**TASK TO CARRY OUT:**
In the records below, find the line that contains "Category: snow patch on mountain" and the line that contains "Category: grey rock face". Set down exactly those lines and every line between them, and nothing more.
--- --- ---
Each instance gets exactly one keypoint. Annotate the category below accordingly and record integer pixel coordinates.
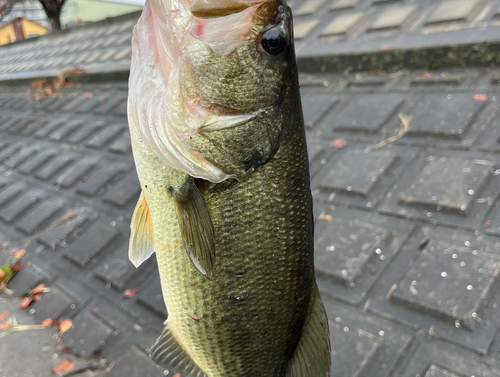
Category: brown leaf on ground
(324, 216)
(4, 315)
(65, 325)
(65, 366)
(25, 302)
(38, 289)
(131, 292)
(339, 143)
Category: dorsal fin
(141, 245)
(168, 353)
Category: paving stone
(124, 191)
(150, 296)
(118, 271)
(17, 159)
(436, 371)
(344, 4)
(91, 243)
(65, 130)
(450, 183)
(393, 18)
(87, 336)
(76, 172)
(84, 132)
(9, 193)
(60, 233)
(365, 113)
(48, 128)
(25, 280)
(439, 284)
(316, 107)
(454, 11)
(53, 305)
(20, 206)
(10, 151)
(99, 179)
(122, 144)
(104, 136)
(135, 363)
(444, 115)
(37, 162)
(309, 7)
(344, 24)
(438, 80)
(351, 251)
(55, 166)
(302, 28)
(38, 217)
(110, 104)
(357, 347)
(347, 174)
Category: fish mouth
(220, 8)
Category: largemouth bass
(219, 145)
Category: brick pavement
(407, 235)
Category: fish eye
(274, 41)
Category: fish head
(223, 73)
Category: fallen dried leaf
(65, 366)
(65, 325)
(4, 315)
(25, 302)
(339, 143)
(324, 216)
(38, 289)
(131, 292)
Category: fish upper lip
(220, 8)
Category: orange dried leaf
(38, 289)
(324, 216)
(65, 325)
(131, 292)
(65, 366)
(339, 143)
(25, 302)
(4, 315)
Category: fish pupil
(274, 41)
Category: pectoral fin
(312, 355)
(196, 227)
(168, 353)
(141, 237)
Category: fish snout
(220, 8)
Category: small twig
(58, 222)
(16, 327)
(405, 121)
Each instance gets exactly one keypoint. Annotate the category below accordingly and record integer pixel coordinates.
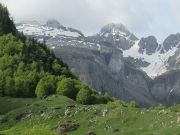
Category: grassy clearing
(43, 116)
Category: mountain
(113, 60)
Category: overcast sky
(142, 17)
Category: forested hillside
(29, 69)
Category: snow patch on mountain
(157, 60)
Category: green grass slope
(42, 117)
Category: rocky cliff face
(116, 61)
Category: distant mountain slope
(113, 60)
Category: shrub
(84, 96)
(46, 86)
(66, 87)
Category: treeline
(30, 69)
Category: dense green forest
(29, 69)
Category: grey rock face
--- --- ---
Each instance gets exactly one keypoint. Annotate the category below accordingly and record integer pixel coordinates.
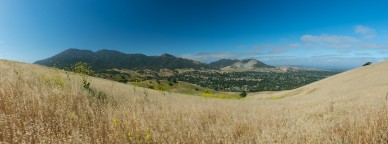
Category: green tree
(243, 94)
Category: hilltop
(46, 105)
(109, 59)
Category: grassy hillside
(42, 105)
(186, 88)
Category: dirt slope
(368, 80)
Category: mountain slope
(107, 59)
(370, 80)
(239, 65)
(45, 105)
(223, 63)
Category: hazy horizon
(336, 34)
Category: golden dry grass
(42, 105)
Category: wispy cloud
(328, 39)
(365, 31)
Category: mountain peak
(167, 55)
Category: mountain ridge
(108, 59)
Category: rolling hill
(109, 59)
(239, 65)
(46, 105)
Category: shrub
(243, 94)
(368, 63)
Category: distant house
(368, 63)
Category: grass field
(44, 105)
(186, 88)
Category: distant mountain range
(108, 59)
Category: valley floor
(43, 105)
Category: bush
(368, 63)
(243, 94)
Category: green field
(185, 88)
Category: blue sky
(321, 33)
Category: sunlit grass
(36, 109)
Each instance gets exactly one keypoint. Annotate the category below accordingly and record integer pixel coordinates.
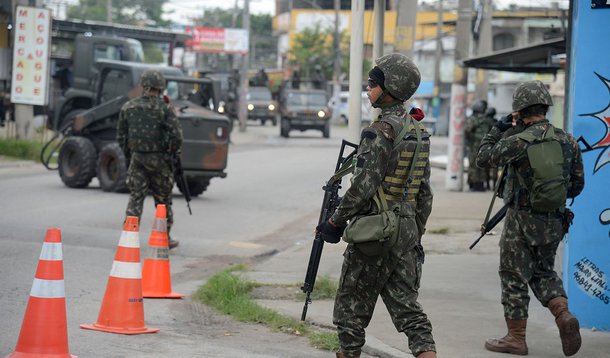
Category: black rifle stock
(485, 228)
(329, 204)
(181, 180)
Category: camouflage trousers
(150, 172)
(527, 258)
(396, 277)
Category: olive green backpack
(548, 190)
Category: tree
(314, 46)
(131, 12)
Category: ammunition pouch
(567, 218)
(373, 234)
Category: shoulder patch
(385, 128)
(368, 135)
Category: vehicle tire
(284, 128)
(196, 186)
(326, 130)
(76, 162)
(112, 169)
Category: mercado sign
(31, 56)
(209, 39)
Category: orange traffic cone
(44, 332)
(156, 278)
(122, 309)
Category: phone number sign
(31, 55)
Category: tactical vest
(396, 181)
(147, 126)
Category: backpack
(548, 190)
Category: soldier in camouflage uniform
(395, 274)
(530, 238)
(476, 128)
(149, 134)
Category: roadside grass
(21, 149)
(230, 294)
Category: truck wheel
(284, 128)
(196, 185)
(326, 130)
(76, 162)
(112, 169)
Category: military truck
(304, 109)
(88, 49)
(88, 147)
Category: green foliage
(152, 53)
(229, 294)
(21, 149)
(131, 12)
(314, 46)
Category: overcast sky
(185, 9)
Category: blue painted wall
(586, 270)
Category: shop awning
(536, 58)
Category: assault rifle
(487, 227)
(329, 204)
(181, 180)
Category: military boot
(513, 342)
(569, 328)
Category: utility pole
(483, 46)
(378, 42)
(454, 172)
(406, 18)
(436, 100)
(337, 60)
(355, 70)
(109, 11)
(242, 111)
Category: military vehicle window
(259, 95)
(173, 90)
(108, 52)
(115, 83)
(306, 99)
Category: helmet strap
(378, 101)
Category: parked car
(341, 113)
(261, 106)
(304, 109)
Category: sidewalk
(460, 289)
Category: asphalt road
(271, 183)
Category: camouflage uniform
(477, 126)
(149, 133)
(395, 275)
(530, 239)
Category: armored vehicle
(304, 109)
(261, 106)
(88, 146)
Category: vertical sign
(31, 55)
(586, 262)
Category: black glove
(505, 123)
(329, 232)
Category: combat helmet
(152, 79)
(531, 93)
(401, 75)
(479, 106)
--- --- ---
**REPLY:**
Category: snow patch on mountain
(157, 60)
Category: green grass slope
(42, 117)
Category: rocky cliff face
(116, 61)
Category: distant mountain slope
(113, 60)
Category: shrub
(84, 96)
(46, 86)
(66, 87)
Category: treeline
(30, 69)
Category: dense green forest
(29, 69)
Category: grey rock face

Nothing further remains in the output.